--- START ---
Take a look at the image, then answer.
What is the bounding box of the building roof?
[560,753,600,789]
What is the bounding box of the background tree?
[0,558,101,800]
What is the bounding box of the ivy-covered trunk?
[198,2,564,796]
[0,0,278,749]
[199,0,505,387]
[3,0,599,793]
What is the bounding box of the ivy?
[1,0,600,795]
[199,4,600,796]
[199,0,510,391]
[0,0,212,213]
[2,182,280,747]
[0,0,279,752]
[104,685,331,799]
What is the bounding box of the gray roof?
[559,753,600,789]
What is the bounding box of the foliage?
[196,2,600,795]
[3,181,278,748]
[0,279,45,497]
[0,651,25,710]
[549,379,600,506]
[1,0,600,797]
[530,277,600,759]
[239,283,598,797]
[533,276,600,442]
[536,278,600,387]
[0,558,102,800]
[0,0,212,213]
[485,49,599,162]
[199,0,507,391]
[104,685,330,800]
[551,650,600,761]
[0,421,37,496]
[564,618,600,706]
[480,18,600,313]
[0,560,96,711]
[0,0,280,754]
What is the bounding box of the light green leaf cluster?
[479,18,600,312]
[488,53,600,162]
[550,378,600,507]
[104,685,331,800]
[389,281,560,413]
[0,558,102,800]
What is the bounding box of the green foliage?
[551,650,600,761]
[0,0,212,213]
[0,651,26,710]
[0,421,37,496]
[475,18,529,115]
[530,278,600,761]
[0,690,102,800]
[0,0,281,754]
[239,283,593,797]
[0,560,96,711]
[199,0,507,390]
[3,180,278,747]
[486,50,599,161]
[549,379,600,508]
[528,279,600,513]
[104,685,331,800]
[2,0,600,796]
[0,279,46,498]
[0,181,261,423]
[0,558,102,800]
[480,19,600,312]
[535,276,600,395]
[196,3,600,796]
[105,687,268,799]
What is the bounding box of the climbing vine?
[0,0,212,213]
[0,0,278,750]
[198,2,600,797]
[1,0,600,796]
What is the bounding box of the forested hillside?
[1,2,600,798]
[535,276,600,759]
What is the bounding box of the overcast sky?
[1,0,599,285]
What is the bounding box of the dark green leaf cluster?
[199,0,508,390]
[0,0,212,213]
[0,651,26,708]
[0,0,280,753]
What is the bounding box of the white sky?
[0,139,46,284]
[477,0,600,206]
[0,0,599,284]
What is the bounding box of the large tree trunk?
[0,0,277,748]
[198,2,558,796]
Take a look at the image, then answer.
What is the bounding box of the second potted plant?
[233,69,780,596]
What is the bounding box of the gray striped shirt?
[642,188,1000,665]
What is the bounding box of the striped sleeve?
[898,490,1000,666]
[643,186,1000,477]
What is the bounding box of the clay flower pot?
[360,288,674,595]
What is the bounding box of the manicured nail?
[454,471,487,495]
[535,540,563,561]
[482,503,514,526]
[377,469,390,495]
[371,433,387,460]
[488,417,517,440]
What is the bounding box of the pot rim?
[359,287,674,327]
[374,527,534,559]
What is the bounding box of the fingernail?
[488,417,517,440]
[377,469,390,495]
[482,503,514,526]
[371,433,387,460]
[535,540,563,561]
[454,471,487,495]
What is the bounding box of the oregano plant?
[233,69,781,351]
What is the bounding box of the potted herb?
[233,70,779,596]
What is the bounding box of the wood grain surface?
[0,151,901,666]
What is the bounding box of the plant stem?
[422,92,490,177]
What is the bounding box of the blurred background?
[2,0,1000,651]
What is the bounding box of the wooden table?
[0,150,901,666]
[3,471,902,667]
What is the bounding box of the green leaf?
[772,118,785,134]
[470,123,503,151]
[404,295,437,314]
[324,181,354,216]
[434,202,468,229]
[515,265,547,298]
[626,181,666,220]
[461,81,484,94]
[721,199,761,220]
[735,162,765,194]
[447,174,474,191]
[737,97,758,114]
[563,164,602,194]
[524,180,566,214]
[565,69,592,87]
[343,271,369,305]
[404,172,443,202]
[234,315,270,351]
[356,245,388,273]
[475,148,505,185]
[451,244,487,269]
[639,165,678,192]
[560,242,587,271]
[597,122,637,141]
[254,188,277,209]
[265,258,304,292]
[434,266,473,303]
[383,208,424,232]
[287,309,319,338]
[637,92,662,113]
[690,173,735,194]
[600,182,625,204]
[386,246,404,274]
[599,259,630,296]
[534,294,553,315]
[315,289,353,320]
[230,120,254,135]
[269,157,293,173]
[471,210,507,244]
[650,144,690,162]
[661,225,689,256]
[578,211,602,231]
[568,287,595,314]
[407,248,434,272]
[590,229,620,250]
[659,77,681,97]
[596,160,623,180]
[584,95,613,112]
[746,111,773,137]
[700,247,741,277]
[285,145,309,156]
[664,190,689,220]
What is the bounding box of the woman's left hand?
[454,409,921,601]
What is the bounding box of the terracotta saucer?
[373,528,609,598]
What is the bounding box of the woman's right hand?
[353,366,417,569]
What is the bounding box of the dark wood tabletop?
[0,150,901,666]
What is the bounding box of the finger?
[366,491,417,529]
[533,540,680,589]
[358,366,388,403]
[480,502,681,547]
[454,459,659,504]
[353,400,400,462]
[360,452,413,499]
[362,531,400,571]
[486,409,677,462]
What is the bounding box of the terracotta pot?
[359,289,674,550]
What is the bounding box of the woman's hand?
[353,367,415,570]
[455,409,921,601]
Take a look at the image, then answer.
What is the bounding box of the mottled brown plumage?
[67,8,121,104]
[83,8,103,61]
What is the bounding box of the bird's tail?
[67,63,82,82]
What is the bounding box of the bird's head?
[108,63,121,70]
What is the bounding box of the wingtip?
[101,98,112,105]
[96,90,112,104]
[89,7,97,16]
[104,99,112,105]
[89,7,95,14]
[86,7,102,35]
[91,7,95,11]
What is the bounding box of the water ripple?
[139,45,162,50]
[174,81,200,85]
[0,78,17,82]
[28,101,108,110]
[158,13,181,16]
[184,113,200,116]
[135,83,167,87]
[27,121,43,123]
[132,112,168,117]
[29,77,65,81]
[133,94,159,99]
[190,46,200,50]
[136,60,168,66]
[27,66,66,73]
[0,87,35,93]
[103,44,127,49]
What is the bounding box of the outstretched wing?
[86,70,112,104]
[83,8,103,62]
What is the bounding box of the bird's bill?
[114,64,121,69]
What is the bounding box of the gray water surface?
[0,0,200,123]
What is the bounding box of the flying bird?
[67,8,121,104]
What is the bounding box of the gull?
--- END ---
◆ WHAT IS BEING ASKED
Please quote the data above in full, with no line missing.

◆ EXERCISE RESPONSE
Take a look at the image, then answer.
What is the bounding box of the building roof?
[560,753,600,789]
What is the bounding box of the background tree?
[0,558,101,800]
What is the bounding box of the ivy-covered trunk?
[198,2,564,796]
[0,0,278,749]
[199,0,505,387]
[3,0,599,793]
What is the bounding box of the ivy?
[1,0,600,795]
[199,4,600,796]
[199,0,510,391]
[0,0,212,213]
[2,182,280,747]
[0,0,279,752]
[104,685,331,799]
What is the bounding box of the gray roof?
[559,753,600,789]
What is the bounding box of the foliage?
[196,2,600,795]
[3,181,278,748]
[0,279,45,497]
[0,651,25,710]
[549,379,600,506]
[1,0,600,797]
[530,277,600,759]
[239,283,598,797]
[533,276,600,442]
[536,278,600,387]
[0,558,102,800]
[0,0,212,213]
[485,49,599,162]
[199,0,507,391]
[104,685,330,800]
[551,650,600,761]
[0,421,37,496]
[564,618,600,706]
[480,18,600,313]
[0,560,96,711]
[0,0,280,754]
What is the bounding box of the light green leaf cluster?
[479,18,600,312]
[488,53,600,162]
[550,378,600,507]
[104,685,331,800]
[389,281,560,413]
[0,558,102,800]
What is the bounding box of the green foliage?
[551,650,600,761]
[0,0,212,213]
[0,651,26,710]
[0,421,37,496]
[475,18,529,115]
[530,278,600,761]
[0,690,102,800]
[0,0,281,754]
[239,283,593,797]
[0,560,96,711]
[199,0,507,390]
[3,180,278,747]
[486,50,599,161]
[549,379,600,508]
[528,279,600,513]
[104,685,331,800]
[2,0,600,796]
[0,279,46,498]
[0,181,261,423]
[0,558,102,800]
[480,19,600,312]
[535,276,600,395]
[196,3,600,796]
[105,687,268,799]
What is the bounding box of the climbing vine?
[0,0,212,213]
[0,0,278,750]
[198,2,600,797]
[1,0,600,796]
What is the bounding box of the forested hillside?
[1,2,600,798]
[535,276,600,759]
What is the bounding box of the overcast sky?
[1,0,599,285]
What is the bounding box of the dark green leaf cluster?
[199,0,508,390]
[0,0,212,213]
[0,651,26,708]
[0,0,280,753]
What is the bounding box of the white sky?
[0,139,46,284]
[477,0,600,206]
[0,0,599,284]
What is the bounding box of the large tree trunk?
[0,0,277,748]
[198,2,558,796]
Take a look at the image, then answer.
What is the bounding box of the second potted plant?
[233,69,780,596]
What is the bounding box of the gray striped shirt?
[642,188,1000,665]
What is the bounding box of the striped sleeve?
[898,490,1000,666]
[643,186,1000,477]
What is the bounding box of the clay flower pot?
[360,288,674,595]
What is the bounding box of the manicured nail?
[454,471,487,495]
[535,540,563,561]
[482,503,514,526]
[377,469,390,495]
[371,433,387,460]
[488,417,517,440]
What is the bounding box of the pot rim?
[359,287,674,327]
[374,527,534,559]
What is the bounding box of the fingernail?
[488,417,517,440]
[377,469,390,495]
[482,503,514,526]
[371,433,387,460]
[535,540,563,561]
[454,471,487,495]
What is the bounding box of the oregano plant?
[233,69,781,351]
What is the bounding box of the potted herb?
[233,70,779,596]
What is the bounding box of the wood grain surface?
[0,151,901,666]
What is the bounding box of the plant stem?
[422,92,490,177]
What is the bounding box of the blurred background?
[2,0,1000,651]
What is the bounding box of the wooden table?
[0,150,901,666]
[3,471,902,667]
What is the bounding box of the green leaf?
[772,118,785,134]
[470,123,503,151]
[404,295,437,314]
[324,181,354,216]
[434,202,468,229]
[515,265,547,298]
[626,181,666,220]
[461,81,484,94]
[721,199,761,220]
[735,162,765,194]
[447,174,474,191]
[737,97,758,114]
[563,164,602,194]
[524,180,566,214]
[565,69,592,87]
[343,271,369,305]
[404,172,443,202]
[234,315,270,351]
[356,245,388,273]
[475,148,505,185]
[451,244,487,269]
[639,165,678,192]
[560,242,587,271]
[597,122,637,141]
[254,188,277,209]
[265,258,304,292]
[434,266,473,303]
[383,208,424,232]
[287,309,319,338]
[637,92,662,113]
[690,173,735,194]
[600,182,625,204]
[386,246,404,274]
[599,259,630,296]
[534,294,553,315]
[315,289,353,320]
[230,120,254,135]
[269,157,293,173]
[471,210,507,244]
[650,144,690,162]
[661,225,689,256]
[578,211,602,231]
[568,287,595,314]
[407,248,434,272]
[590,229,620,250]
[659,77,681,97]
[596,160,623,180]
[584,95,613,112]
[746,111,773,137]
[700,247,741,277]
[285,145,309,156]
[664,190,689,220]
What is the bounding box of the woman's left hand?
[454,409,921,601]
What is the bounding box of the terracotta saucer?
[373,528,609,598]
What is the bounding box of the woman's right hand?
[353,366,417,569]
What is the bounding box of the dark wood tabletop?
[0,150,901,666]
What is the bounding box of the finger?
[366,491,417,529]
[533,540,680,589]
[358,366,388,403]
[480,502,681,547]
[454,459,659,504]
[353,400,400,462]
[360,452,413,499]
[362,531,400,571]
[486,409,677,462]
What is the bounding box of the terracotta pot?
[359,289,674,550]
What is the bounding box of the woman's hand?
[353,367,415,570]
[455,409,921,601]
Take a look at the image, then answer.
What is the bounding box of the mottled brown plumage?
[67,8,121,104]
[83,8,103,61]
What is the bounding box of the bird's tail?
[67,63,82,82]
What is the bounding box of the bird's head?
[108,63,121,70]
What is the bounding box of the wingtip?
[101,98,112,105]
[96,90,112,104]
[89,7,97,16]
[104,99,112,105]
[89,7,95,14]
[86,7,102,35]
[91,7,95,11]
What is the bounding box of the water ripple?
[139,45,162,50]
[174,81,200,85]
[0,78,17,82]
[28,101,108,110]
[158,13,181,16]
[184,113,200,116]
[135,83,167,87]
[27,121,43,123]
[132,112,168,117]
[29,77,65,81]
[133,94,159,99]
[190,46,200,50]
[136,60,168,66]
[27,66,66,73]
[0,87,35,93]
[103,44,127,49]
What is the bounding box of the outstretched wing?
[86,70,112,104]
[83,8,103,62]
What is the bounding box of the bird's bill?
[114,64,121,69]
What is the bounding box of the gray water surface?
[0,0,200,123]
What is the bounding box of the flying bird?
[67,8,121,104]
What is the bounding box of the gull?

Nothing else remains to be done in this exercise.